[GIVEN REQUEST]: Convert the records below into a two-column CSV with the header columns "record_text" and "answer", one row per record. Put each value in its own double-quoted field and replace every line break with a space.

[EXERCISE INPUTS]:

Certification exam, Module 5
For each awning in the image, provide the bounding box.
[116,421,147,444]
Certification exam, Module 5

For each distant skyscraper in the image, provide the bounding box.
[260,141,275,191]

[RESPONSE TO THIS EXERCISE]:
record_text,answer
"Certification exam, Module 5 For each awning in the image, provide the bounding box.","[116,421,147,444]"
"Certification exam, Module 5 For each distant skyscraper in the image, provide the bounding box.","[260,141,275,191]"